Goal of the exercise:
Rewrite the records from the line with "Find the overpass" through the line with "[(288, 165), (294, 164)]" as a numbered list, leaving out any blank lines.
[START Data provided]
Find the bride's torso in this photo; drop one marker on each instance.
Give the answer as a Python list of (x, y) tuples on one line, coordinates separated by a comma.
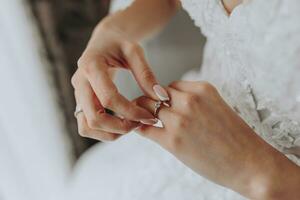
[(253, 57)]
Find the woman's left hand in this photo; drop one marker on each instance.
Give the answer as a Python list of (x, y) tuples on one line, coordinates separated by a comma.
[(202, 131)]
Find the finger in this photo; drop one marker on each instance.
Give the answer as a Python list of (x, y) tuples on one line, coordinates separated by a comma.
[(149, 104), (177, 98), (155, 134), (140, 69), (96, 117), (85, 131), (108, 94)]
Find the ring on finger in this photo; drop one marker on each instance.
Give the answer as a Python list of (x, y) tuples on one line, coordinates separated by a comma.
[(78, 110)]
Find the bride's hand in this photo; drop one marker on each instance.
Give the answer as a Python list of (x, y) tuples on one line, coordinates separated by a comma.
[(108, 50), (202, 131)]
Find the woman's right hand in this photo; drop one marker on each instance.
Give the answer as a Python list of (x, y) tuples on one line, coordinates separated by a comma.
[(107, 51)]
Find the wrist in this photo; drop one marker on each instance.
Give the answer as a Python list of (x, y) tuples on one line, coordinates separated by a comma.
[(280, 180)]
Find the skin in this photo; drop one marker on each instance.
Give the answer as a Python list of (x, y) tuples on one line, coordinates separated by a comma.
[(202, 131), (207, 141)]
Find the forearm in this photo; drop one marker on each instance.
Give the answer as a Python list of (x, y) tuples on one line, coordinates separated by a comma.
[(271, 176), (141, 18)]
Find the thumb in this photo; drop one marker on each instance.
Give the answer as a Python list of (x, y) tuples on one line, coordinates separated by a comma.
[(143, 74)]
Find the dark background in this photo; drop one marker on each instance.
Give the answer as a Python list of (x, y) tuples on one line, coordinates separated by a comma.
[(66, 27)]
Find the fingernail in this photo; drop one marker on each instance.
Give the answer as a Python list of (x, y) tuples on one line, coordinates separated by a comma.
[(149, 121), (161, 93)]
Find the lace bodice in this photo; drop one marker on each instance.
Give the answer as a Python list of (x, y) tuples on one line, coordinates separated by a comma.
[(253, 57)]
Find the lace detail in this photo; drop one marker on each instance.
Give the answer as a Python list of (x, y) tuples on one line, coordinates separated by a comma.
[(253, 57)]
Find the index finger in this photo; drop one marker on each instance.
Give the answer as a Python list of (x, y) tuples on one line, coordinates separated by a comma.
[(108, 94)]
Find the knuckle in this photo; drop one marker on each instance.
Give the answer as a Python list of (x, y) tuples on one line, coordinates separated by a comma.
[(132, 48), (147, 75), (107, 101), (205, 88), (93, 122), (126, 128), (83, 132)]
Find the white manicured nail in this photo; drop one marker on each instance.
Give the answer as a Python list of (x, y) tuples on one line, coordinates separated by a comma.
[(149, 121), (161, 93)]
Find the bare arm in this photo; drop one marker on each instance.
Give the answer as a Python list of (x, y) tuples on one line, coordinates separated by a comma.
[(141, 18)]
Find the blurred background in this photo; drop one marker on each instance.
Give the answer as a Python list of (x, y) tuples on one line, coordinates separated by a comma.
[(40, 42)]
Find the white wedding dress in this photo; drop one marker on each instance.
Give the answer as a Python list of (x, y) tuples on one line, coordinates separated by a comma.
[(253, 58)]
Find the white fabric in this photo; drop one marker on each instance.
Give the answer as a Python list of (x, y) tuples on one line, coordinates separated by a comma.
[(35, 155), (252, 57)]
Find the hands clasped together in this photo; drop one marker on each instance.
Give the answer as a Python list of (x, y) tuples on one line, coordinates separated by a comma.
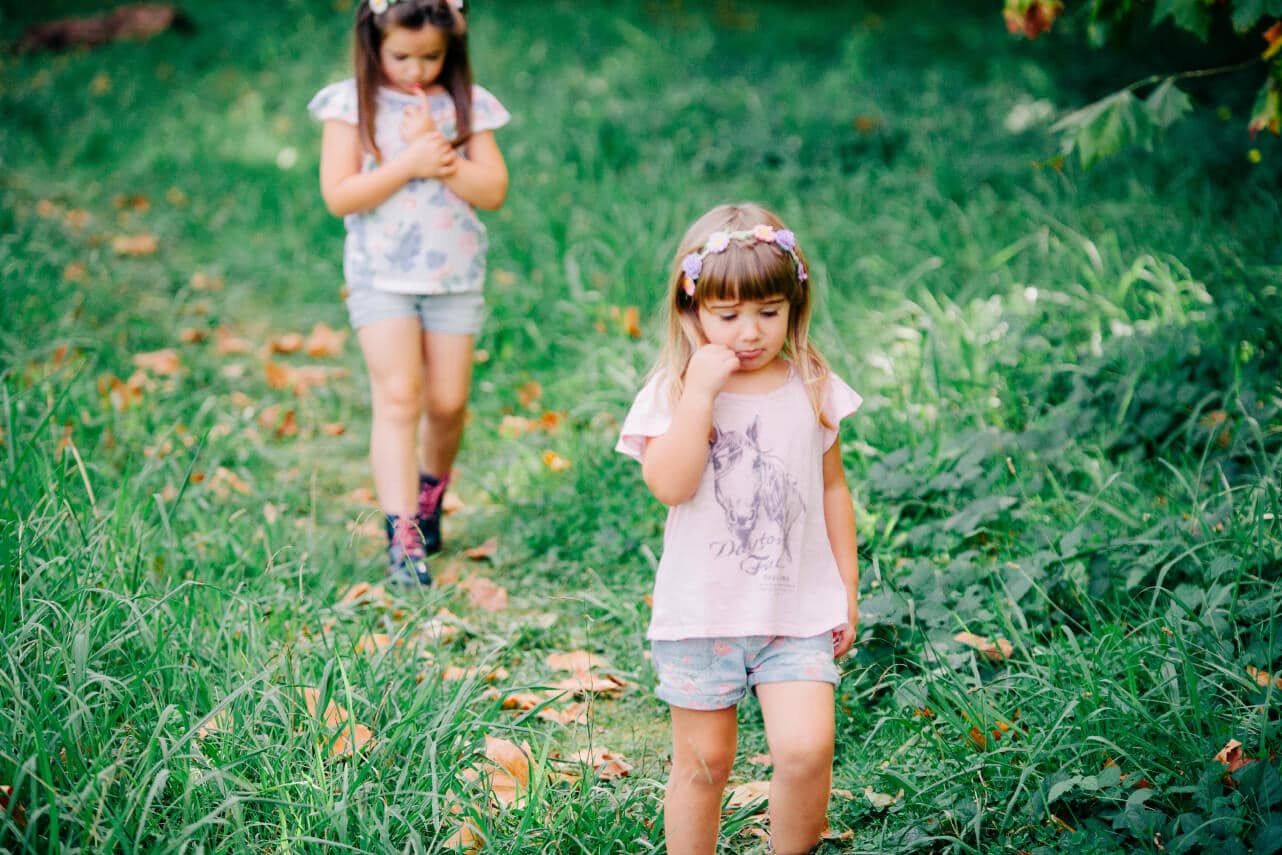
[(430, 154)]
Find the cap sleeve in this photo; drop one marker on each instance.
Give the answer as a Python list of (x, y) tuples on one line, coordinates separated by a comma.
[(487, 113), (650, 415), (336, 101), (839, 401)]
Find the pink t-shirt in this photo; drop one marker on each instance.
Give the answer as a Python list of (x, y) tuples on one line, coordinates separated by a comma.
[(749, 554)]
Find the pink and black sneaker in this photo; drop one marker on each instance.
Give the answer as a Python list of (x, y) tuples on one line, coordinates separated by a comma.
[(431, 494), (407, 555)]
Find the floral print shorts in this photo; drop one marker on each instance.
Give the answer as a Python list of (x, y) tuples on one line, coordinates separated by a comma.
[(715, 673)]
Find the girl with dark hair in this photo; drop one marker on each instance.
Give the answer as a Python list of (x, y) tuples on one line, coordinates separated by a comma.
[(407, 155)]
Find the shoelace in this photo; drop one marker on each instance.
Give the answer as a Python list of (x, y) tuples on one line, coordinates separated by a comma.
[(408, 537)]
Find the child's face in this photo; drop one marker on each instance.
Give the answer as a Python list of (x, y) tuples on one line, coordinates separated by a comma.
[(755, 330), (412, 59)]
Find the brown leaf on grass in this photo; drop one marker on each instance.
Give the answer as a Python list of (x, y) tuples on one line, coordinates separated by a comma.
[(530, 392), (485, 594), (221, 722), (1263, 678), (505, 768), (467, 838), (226, 481), (201, 281), (585, 683), (607, 764), (1231, 755), (135, 245), (351, 735), (324, 341), (485, 551), (160, 362), (122, 394), (227, 342), (12, 806), (576, 713), (287, 342), (516, 426), (555, 462), (746, 794), (881, 800), (137, 21), (366, 594), (994, 650), (576, 660), (453, 673)]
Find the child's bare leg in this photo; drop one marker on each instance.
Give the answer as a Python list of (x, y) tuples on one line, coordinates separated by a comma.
[(392, 353), (799, 728), (703, 753), (446, 383)]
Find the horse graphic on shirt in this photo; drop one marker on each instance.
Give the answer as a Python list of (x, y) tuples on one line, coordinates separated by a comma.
[(759, 498)]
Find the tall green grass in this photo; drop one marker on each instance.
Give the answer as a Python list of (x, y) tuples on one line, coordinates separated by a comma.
[(1071, 439)]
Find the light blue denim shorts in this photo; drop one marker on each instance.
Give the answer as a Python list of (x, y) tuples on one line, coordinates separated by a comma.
[(448, 313), (715, 673)]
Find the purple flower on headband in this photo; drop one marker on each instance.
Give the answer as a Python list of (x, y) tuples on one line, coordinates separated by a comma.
[(692, 265)]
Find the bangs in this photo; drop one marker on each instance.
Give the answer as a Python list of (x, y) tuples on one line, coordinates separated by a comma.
[(753, 271)]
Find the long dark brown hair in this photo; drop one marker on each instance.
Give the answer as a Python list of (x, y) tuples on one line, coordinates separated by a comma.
[(412, 14)]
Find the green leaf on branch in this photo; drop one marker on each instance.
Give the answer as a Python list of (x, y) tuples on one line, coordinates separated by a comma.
[(1167, 103), (1248, 13), (1192, 16), (1105, 127), (1267, 114)]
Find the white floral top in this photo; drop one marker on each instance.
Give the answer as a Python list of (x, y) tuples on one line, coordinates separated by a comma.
[(423, 239)]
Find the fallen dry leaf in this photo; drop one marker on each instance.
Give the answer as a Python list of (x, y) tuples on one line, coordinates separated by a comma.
[(160, 362), (324, 341), (555, 462), (366, 594), (607, 764), (135, 244), (485, 594), (227, 342), (483, 551), (881, 800), (287, 342), (994, 650), (12, 806), (746, 794), (576, 660), (530, 392), (1231, 755)]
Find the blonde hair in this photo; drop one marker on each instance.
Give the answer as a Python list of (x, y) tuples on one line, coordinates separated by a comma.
[(745, 271)]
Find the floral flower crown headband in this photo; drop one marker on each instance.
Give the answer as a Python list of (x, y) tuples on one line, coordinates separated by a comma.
[(717, 242), (380, 7)]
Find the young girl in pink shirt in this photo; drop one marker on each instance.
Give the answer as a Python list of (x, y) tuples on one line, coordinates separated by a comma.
[(758, 587)]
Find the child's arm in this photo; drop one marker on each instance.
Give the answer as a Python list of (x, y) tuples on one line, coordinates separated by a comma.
[(348, 190), (839, 517), (481, 180), (673, 463)]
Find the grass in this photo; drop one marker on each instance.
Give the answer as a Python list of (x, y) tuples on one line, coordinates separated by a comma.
[(1071, 440)]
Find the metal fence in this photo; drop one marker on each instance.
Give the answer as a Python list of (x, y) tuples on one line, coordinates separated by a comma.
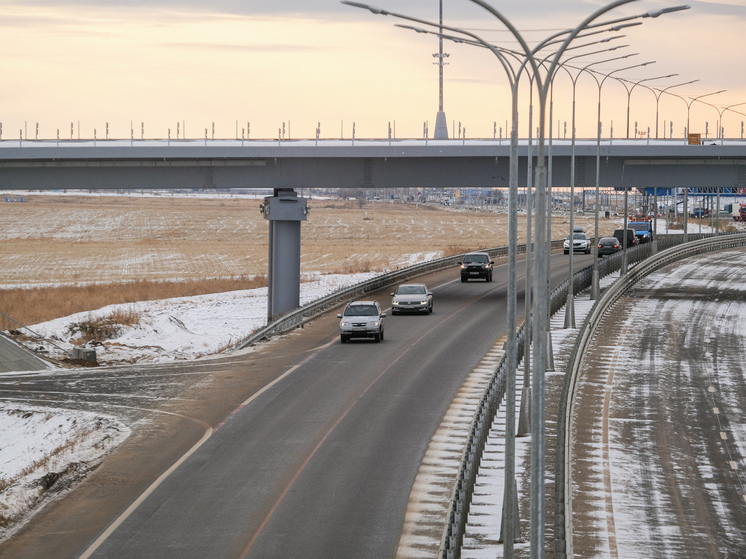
[(305, 313), (674, 250), (453, 533)]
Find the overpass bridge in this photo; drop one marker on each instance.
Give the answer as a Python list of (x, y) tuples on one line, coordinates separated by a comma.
[(288, 165), (294, 164)]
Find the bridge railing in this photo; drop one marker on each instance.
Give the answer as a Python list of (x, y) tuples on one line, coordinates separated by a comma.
[(455, 528), (299, 316)]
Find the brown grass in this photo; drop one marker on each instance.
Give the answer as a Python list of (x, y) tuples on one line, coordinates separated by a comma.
[(32, 306)]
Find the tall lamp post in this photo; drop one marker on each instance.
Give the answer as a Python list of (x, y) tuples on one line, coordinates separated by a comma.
[(600, 83), (720, 115), (658, 95), (540, 278), (441, 126), (570, 304), (691, 102)]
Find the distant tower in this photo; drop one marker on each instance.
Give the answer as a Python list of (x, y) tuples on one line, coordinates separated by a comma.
[(441, 128)]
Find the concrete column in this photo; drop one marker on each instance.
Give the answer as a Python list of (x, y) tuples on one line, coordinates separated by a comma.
[(284, 211)]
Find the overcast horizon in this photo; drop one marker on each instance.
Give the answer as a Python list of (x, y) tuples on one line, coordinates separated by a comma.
[(251, 66)]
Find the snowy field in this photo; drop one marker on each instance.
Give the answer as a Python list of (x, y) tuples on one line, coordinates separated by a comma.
[(36, 442)]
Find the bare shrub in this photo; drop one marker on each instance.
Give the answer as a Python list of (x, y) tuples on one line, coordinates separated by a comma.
[(454, 250), (32, 306)]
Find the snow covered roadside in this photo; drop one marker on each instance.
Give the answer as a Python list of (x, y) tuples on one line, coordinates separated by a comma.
[(45, 451)]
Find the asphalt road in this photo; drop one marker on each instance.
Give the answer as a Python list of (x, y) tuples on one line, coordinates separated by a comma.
[(309, 447)]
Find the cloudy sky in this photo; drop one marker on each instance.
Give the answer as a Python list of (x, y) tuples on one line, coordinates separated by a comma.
[(257, 64)]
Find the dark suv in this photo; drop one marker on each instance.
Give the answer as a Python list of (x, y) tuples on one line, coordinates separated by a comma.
[(631, 237), (476, 265), (361, 319)]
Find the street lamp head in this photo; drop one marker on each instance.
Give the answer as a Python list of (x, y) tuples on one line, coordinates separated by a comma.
[(365, 7), (656, 13), (625, 25), (412, 28)]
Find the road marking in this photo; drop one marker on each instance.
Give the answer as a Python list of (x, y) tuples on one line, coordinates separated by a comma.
[(431, 492)]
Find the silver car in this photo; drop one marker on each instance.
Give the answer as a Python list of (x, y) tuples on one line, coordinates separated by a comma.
[(412, 297), (361, 319)]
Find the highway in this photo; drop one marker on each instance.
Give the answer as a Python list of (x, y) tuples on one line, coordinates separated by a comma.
[(309, 448)]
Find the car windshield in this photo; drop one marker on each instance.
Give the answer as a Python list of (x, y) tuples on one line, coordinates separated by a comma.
[(361, 310), (411, 290), (478, 258)]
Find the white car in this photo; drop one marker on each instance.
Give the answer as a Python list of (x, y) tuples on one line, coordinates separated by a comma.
[(580, 243), (361, 319), (412, 297)]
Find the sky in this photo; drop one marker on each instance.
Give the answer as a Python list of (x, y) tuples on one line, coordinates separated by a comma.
[(161, 67)]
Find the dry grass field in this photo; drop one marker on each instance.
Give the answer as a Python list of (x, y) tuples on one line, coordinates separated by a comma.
[(61, 254)]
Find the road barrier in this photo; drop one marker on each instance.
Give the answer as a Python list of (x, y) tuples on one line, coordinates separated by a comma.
[(675, 251), (300, 316)]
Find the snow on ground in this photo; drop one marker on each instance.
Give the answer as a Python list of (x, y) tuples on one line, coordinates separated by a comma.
[(183, 327), (41, 442)]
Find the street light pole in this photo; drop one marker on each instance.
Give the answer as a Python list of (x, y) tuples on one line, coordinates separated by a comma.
[(570, 304), (657, 99), (441, 126), (634, 85)]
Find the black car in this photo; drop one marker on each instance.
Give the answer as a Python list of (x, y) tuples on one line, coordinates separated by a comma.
[(412, 297), (631, 237), (476, 265), (608, 245)]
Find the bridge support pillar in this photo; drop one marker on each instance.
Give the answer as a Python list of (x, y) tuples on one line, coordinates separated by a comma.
[(284, 211)]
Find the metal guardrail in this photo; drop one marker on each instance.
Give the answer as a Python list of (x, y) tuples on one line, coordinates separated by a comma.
[(10, 324), (307, 312), (453, 533), (673, 252)]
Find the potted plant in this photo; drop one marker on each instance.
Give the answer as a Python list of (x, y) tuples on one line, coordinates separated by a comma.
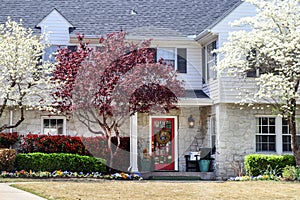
[(146, 160)]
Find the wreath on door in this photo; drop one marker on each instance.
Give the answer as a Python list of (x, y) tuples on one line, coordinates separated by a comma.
[(163, 137)]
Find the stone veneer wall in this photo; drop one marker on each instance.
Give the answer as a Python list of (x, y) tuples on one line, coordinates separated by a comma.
[(32, 124), (235, 128)]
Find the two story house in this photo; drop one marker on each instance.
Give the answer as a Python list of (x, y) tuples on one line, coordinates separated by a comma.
[(184, 33)]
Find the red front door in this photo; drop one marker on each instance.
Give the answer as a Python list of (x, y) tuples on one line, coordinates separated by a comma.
[(163, 143)]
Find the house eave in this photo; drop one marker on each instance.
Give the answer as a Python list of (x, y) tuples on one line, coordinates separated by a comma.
[(195, 102)]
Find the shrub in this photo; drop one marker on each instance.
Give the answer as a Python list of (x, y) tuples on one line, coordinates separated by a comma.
[(289, 173), (8, 139), (256, 164), (59, 161), (90, 146), (7, 159)]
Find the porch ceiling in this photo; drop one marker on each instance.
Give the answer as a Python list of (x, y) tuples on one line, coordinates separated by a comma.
[(195, 98)]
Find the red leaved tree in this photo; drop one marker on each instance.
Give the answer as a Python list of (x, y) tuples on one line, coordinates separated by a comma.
[(104, 87)]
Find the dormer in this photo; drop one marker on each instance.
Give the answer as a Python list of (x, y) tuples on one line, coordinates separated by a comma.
[(57, 27)]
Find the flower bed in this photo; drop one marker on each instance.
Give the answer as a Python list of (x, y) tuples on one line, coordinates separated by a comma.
[(67, 174)]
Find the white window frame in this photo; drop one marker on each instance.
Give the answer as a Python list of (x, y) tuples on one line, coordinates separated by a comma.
[(64, 128), (259, 132), (278, 134), (288, 133), (174, 49), (51, 55), (210, 74)]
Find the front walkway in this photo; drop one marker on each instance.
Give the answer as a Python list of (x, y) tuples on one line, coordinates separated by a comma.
[(10, 193)]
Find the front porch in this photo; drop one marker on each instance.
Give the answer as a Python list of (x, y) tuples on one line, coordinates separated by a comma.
[(160, 144)]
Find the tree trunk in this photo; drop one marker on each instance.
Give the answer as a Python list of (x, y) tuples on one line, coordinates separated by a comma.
[(111, 156), (292, 127)]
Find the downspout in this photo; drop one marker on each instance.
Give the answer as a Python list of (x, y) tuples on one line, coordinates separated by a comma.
[(10, 119)]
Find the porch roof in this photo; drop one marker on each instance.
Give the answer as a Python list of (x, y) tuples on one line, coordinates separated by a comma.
[(195, 98)]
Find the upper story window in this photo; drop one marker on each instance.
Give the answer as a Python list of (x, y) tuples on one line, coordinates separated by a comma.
[(209, 61), (175, 57), (49, 54)]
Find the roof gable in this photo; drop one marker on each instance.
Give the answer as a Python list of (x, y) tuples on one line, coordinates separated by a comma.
[(54, 14), (100, 17)]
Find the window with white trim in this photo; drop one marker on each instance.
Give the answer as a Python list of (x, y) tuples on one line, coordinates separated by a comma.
[(175, 57), (50, 51), (286, 136), (265, 134), (273, 134), (209, 61), (54, 125)]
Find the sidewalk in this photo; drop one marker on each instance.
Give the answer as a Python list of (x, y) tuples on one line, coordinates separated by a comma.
[(10, 193)]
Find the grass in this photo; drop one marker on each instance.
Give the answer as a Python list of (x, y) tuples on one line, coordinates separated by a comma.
[(66, 190)]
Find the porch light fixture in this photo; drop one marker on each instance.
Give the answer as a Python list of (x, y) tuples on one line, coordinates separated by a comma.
[(191, 122)]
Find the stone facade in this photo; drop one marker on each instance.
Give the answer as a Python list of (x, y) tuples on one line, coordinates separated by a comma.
[(235, 130)]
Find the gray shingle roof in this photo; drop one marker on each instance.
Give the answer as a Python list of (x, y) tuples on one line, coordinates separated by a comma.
[(98, 17)]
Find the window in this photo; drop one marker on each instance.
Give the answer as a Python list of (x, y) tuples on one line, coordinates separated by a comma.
[(53, 125), (49, 54), (175, 57), (210, 60), (265, 134), (286, 136), (273, 134)]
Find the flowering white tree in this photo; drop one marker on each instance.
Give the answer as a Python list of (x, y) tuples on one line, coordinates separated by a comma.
[(24, 78), (271, 49)]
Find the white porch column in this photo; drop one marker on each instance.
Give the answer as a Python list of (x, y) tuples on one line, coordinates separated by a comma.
[(133, 143)]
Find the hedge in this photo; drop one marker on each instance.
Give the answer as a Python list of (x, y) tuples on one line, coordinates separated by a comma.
[(256, 164), (7, 140), (59, 161)]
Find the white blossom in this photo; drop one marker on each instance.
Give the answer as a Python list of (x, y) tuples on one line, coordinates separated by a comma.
[(25, 80)]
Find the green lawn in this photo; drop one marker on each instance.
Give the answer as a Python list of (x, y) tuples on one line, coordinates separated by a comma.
[(104, 189)]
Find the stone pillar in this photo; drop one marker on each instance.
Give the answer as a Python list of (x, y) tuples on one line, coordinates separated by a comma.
[(133, 143)]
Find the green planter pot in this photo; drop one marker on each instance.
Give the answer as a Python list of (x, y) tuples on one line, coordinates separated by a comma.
[(204, 165)]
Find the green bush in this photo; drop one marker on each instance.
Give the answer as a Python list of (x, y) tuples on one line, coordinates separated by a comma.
[(7, 159), (256, 164), (59, 161), (291, 173)]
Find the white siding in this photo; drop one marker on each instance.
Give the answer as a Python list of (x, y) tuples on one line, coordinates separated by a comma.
[(227, 85), (193, 77), (57, 28)]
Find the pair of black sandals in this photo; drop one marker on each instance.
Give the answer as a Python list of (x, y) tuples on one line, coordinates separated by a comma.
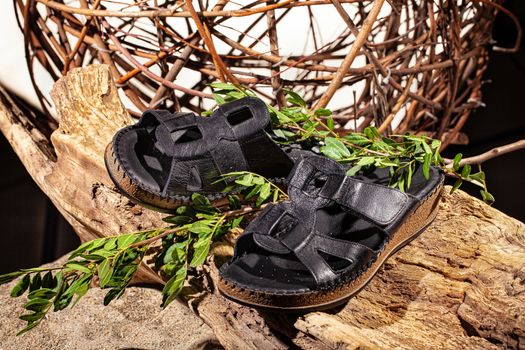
[(315, 250)]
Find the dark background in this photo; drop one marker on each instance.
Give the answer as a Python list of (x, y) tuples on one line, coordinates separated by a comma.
[(33, 232)]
[END Data provided]
Answer below:
1. Find the overpass bridge in this photo; drop one marker on each instance.
2. Give the answer as a Python list of (x, y) tuples on one line, coordinates separated by a comma.
3. [(288, 165), (294, 164)]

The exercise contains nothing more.